■ Document text
[Start of section]
Marc Philipp 
Menzelstrasse 25
12157 Berlin 
Germany 

Dear AMD Developer Relations and ROCm Engineering Teams,

I am reaching out as an early adopter of the AMD RDNA 4 (gfx1200) architecture. 

My recent efforts to deploy Large Language Model (LLM) inference environments 
on Ubuntu 25.10 have revealed a systemic failure in the current Linux compute 
stack that prevents this next-generation hardware from being utilized for AI 
workloads.

I have performed a comprehensive multi-day diagnostic cycle to isolate these 
failures. I am sharing these findings in the hope of assisting your engineering 
teams in stabilizing the platform ahead of the major Linux distribution updates 
expected this spring.

Reference Environment: 
AI Workstation

To ensure reproducibility, all diagnostics were performed on the following 
hardware configuration:
GPU: AMD Radeon RX 9060 XT (RDNA 4 / gfx1200) | 16GB VRAM
CPU: AMD Ryzen 5 7600 (6C/12T)
Motherboard: MSI MAG B650 TOMAHAWK WIFI (BIOS: AGESA 1.2.0.2+)
Memory: 32GB DDR5-6000 MT/s (Micron | EXPO Profile 1 active)
Storage: Lexar Professional NVMe Gen4 SSD
OS: Ubuntu 25.10 (Kernel 6.12+ / Mesa 24.3+)

I. Technical Diagnostic Summary

My testing was conducted using the llama.cpp (GGUF) framework across various 
backends. The following critical roadblocks were identified:
Vulkan/RADV Compute Instability: While the Mesa RADV driver correctly 
identifies the gfx1200 ISA, the compute pipeline is currently unstable. During 
SPIR-V to ISA translation (ACO compiler), the runtime consistently triggers a 
SIGSEGV (Exit Code 139) or enters an infinite loop at 100% CPU load. This 
suggests the RADV compute path for RDNA 4 is not yet parity-stable with the 
graphics path.

ROCm Repository Dependency Mismatch:

Official ROCm (6.2/6.3) support is currently limited to LTS releases 
(22.04/24.04). Attempting to use these on Ubuntu 25.10 creates catastrophic 
dependency breaks with glibc and llvm-roc. There is currently no official 
“interim” or “distro-agnostic” path for HIP compute on the latest kernels 
required to fully drive RDNA 4.

OpenCL Architecture Mapping: 

The OpenCL/CLBlast backends fail to correctly map the gfx1200 architecture, 
defaulting to generic or incompatible mobile kernel parameters. This results in 
compilation failures due to undefined SIMD-group widths specific to the RDNA 4 
instruction set.
[End of section]
Can you retype the part of the letter on RDNA 4 compute failures from "I. Technical Diagnostic" to "graphics path." word for word? The rows are not needed for anything here.

■ Records supplied
[Start of section]
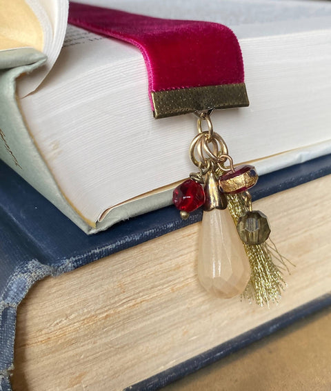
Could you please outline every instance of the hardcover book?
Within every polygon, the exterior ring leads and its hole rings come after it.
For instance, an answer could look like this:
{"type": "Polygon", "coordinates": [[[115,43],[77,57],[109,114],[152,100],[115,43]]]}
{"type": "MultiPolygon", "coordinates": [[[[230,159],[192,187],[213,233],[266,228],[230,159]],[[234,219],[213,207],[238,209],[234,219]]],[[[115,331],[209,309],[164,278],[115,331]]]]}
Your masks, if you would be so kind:
{"type": "Polygon", "coordinates": [[[156,390],[329,305],[329,5],[111,5],[238,37],[250,106],[213,123],[256,166],[253,201],[294,263],[269,310],[198,283],[201,212],[170,206],[193,114],[153,119],[141,53],[74,26],[73,4],[69,19],[67,0],[0,15],[0,389],[156,390]]]}
{"type": "Polygon", "coordinates": [[[1,390],[11,374],[15,390],[156,390],[330,303],[330,155],[253,188],[296,265],[270,309],[198,283],[199,211],[182,221],[170,206],[87,237],[10,168],[0,172],[1,390]],[[19,305],[50,275],[59,277],[19,305]]]}
{"type": "MultiPolygon", "coordinates": [[[[213,122],[237,163],[252,161],[263,174],[331,152],[328,3],[89,3],[233,30],[250,106],[218,110],[213,122]]],[[[193,114],[155,120],[139,51],[67,27],[68,1],[52,4],[17,0],[1,12],[0,154],[93,233],[171,203],[169,188],[192,170],[193,114]]]]}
[End of section]
■ Your solution
I. Technical Diagnostic Summary

My testing was conducted using the llama.cpp (GGUF) framework across various 
backends. The following critical roadblocks were identified:
Vulkan/RADV Compute Instability: While the Mesa RADV driver correctly 
identifies the gfx1200 ISA, the compute pipeline is currently unstable. During 
SPIR-V to ISA translation (ACO compiler), the runtime consistently triggers a 
SIGSEGV (Exit Code 139) or enters an infinite loop at 100% CPU load. This 
suggests the RADV compute path for RDNA 4 is not yet parity-stable with the 
graphics path.